** Text shown **
§ §
# Specific 3D Printers, Scanners, & Hardware > Other 3D Printers / Scanners / Hardware > UP 3D Printers Forum >  UP! Mini - I like.... (Potential upgrades?)

## Kingoddball

*Simple Thread...
I like the UP! Mini.*
I got one last week for $650. I will be using it to help with upgrades to my i3 and SmartRap fleet... In reality I got it because it looks awesome!

After looking on their website a new computer for it is $1100 + $400 for another part.. *WHAT A JOKE*.

After around 5 mins of looking at the internals, I've had a thought of replacing the internal computer for a RAMPS system.
I have no need to, but more the point of if it breaks, I won't be paying $1500USD - I'll pay $35AUD!
All of the ribbon cables are fairly basic wiring, just isolate each component and split the ends to connector plugs.
The PCB's on the extruder are just point to point connections.

This thread is nothing other than appreciation and an observation...  :Embarrassment:  :Cool:

----------


## Macflame

I bought one from that well known auction site. It was minus the extruder. A quick look on thingiverse made me think I could do a mod and fit an off the shelf one. I didn't realise that I needed a PCB to receive the ribbon cable. I don't suppose you know how the pinouts for the PCB so that I can connect an extruder etc.? I have ordered a PT100 thermistor to make it compatible with the Up! software.

----------
§ §
** Data excerpt **
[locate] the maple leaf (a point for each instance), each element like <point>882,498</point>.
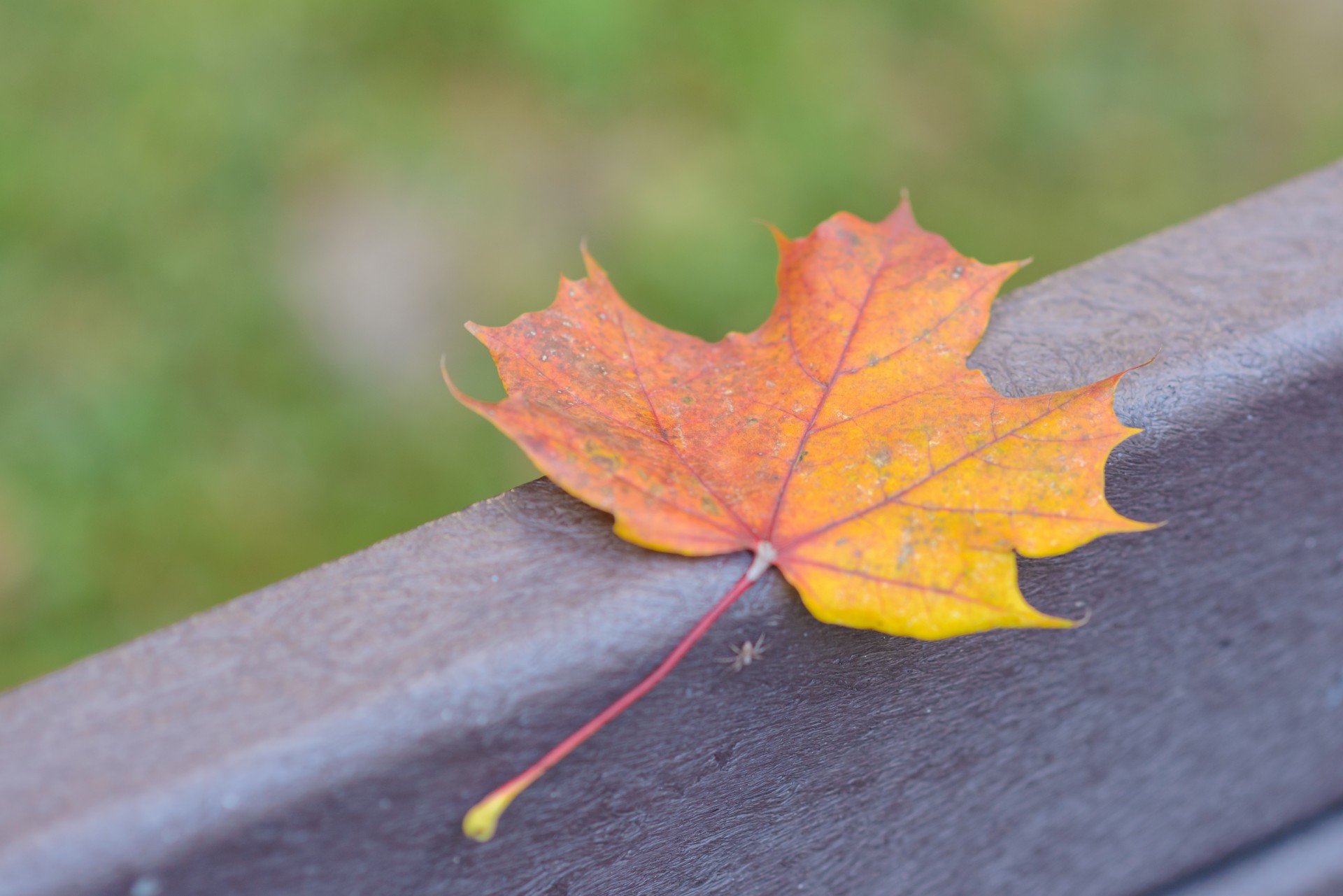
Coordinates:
§ §
** Instructions to follow **
List every dollar amount mentioned in the UP! Mini forum thread.

** Full output **
$650, $1100, $400, $1500USD, $35AUD